Please repeat exactly the lines below from the one containing "Spot the soil" down to the one containing "Spot the shrub", both included, and nothing else.

========

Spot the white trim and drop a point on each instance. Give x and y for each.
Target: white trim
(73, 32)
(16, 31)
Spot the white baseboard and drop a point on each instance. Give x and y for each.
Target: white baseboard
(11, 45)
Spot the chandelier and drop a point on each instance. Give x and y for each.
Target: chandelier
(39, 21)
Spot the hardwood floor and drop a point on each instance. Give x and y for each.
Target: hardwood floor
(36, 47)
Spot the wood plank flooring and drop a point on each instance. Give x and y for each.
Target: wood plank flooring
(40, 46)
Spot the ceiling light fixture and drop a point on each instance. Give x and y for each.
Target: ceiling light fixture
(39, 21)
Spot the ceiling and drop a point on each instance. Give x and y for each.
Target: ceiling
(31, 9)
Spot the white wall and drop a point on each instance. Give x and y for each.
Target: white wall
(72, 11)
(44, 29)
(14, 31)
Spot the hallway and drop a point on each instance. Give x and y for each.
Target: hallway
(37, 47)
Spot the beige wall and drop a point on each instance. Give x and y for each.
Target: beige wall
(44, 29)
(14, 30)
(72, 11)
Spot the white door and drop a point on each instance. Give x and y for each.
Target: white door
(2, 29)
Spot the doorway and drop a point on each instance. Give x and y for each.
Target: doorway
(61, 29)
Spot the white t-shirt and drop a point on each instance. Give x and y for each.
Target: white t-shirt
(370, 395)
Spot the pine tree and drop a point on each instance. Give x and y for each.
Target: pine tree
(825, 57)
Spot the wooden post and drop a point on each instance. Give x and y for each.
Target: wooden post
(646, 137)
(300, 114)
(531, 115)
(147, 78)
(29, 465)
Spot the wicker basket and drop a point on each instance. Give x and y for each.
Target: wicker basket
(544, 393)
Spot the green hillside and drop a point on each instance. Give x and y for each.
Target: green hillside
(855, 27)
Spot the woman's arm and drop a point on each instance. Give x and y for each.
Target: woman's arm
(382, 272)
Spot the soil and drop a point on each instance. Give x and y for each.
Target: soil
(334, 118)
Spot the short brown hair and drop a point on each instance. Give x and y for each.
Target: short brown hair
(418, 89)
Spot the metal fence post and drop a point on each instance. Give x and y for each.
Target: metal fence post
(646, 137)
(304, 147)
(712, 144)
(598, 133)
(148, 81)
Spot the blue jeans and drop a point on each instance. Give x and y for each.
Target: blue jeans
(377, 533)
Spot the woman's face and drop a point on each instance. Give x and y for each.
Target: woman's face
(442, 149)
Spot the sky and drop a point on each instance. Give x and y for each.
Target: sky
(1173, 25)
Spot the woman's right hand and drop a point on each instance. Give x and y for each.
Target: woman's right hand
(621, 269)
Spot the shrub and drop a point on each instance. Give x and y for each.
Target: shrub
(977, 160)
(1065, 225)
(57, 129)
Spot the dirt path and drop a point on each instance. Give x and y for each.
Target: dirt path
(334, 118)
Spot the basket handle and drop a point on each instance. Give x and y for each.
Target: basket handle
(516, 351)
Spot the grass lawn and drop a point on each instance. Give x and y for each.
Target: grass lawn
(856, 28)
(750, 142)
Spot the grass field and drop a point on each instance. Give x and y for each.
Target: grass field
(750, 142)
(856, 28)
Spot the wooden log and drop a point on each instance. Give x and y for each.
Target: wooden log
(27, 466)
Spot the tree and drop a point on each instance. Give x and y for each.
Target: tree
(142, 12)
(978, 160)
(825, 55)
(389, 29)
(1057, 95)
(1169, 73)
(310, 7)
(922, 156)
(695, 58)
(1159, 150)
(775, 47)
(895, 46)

========

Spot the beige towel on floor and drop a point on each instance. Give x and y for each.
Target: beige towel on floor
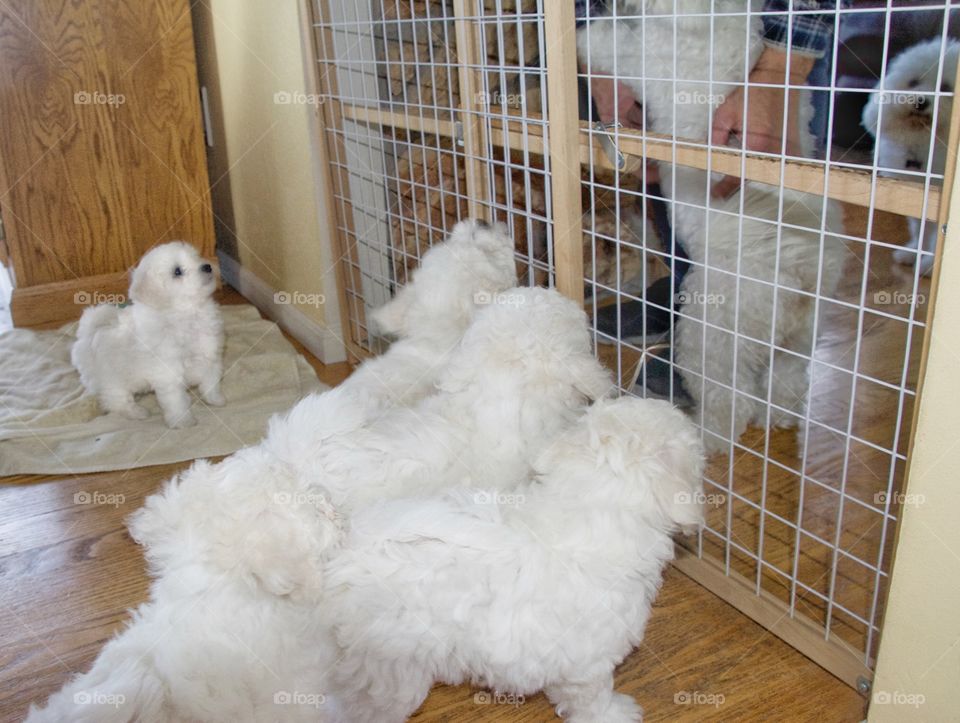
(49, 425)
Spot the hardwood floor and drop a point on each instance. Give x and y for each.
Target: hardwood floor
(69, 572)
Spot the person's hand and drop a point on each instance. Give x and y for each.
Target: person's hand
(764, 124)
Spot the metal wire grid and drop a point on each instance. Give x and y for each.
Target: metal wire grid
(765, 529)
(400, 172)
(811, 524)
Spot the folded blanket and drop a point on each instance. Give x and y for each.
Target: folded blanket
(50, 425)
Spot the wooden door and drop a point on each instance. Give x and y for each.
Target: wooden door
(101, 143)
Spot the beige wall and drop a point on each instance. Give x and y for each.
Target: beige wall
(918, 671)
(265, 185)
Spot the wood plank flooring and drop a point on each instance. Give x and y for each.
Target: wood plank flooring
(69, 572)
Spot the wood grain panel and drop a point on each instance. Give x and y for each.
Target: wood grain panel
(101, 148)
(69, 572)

========

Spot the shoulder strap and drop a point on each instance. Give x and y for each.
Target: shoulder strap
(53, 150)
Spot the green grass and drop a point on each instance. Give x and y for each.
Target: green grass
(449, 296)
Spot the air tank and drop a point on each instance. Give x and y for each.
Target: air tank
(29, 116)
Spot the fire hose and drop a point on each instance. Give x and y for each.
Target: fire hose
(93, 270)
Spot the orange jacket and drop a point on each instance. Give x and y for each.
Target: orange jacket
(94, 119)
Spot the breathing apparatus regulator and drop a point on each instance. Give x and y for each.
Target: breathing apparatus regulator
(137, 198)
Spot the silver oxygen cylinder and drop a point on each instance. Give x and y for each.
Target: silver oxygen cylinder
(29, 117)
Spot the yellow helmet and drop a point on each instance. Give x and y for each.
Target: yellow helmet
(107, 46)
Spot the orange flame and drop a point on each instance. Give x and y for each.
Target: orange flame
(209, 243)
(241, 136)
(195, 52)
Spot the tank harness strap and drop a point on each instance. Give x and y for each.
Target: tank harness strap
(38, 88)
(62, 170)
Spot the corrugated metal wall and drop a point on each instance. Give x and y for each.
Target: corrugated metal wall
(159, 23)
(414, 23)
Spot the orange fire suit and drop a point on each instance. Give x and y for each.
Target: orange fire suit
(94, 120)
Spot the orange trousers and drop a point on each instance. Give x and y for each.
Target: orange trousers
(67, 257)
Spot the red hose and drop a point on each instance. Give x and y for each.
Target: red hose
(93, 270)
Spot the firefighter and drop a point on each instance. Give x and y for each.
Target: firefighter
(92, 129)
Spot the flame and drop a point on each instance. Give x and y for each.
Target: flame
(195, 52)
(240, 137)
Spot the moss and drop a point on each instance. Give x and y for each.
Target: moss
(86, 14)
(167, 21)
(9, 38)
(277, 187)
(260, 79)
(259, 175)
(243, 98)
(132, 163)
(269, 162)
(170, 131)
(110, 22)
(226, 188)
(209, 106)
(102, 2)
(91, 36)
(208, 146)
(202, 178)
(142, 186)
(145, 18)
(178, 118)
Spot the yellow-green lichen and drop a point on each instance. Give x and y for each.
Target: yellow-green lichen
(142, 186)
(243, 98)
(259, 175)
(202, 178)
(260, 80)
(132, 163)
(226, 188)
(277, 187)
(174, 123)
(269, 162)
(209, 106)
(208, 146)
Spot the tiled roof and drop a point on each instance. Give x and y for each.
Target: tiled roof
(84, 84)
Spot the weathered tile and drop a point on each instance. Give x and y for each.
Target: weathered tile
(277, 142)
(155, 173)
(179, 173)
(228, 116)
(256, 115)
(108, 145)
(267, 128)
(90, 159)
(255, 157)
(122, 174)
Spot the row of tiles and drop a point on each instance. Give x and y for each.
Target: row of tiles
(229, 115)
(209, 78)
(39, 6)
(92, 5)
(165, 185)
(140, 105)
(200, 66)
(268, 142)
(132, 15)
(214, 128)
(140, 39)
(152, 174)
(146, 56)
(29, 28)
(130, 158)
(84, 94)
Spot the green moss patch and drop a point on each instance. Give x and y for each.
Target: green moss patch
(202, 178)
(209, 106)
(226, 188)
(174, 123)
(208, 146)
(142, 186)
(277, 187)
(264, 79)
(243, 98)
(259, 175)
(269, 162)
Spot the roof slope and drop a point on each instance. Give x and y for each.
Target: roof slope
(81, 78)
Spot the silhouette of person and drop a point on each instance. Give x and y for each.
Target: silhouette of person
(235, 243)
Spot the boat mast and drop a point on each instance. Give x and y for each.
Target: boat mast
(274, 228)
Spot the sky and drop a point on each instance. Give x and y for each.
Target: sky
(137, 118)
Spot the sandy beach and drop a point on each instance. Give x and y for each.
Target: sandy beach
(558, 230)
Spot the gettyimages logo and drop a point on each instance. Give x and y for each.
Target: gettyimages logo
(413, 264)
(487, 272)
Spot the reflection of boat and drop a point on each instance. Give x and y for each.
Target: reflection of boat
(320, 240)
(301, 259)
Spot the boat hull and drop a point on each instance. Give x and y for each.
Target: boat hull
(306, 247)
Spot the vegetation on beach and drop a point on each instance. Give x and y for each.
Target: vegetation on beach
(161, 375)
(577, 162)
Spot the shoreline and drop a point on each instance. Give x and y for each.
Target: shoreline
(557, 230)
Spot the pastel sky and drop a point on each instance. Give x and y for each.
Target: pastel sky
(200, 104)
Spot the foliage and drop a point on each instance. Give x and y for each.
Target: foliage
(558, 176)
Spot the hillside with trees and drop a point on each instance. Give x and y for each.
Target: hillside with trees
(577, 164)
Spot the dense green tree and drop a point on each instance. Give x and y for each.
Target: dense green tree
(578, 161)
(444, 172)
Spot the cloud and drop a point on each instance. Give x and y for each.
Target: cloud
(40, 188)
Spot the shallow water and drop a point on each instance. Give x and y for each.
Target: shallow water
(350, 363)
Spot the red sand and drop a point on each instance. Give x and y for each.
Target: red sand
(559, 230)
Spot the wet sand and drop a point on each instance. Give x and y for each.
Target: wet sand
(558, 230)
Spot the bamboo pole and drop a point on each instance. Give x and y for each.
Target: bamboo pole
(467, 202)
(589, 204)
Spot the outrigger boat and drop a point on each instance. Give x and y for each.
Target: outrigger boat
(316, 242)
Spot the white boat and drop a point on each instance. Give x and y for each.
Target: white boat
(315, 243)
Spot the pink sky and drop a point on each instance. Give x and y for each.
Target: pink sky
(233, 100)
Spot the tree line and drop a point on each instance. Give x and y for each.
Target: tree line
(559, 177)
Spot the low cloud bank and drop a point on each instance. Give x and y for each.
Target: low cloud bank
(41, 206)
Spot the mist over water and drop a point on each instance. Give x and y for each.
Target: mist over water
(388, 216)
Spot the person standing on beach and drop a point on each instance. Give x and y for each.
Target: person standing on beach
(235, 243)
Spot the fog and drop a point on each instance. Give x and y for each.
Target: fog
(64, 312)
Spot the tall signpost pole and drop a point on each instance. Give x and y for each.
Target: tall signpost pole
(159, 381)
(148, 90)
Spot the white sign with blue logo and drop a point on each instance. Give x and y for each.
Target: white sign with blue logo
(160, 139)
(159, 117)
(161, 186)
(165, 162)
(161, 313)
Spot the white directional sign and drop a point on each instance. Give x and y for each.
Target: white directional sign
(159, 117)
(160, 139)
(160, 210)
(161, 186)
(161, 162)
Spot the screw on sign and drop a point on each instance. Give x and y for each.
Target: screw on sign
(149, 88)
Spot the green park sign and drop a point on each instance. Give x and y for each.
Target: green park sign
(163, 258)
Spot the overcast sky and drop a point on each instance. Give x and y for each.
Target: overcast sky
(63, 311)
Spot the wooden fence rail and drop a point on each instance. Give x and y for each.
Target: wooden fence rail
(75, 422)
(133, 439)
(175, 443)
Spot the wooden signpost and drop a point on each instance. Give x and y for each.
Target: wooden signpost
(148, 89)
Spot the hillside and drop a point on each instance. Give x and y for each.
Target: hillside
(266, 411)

========

- **Output of the exercise**
Spot the soil and drop a point on each instance. Give x and y for each.
Target: soil
(334, 118)
Spot the short brown hair and drop a point on each instance. Give x and y for each.
Target: short brown hair
(418, 89)
Spot the metal fence post and drop a point on each instance. Give x and y for each.
Target: metal fence post
(646, 137)
(304, 147)
(712, 144)
(598, 133)
(148, 81)
Spot the blue jeans and drop a point on each instance. Give x and y for each.
Target: blue jeans
(377, 533)
Spot the woman's face and drop a point on each instance. Give x and y for each.
Target: woman's face
(442, 149)
Spot the sky and drop a point on each instance. Give x and y for each.
Target: sky
(1173, 25)
Spot the woman's right hand and drop a point on each instance. Give x and y for each.
Target: woman's right hand
(621, 269)
Spot the shrub and drop a point on each instance. Give x and y for each.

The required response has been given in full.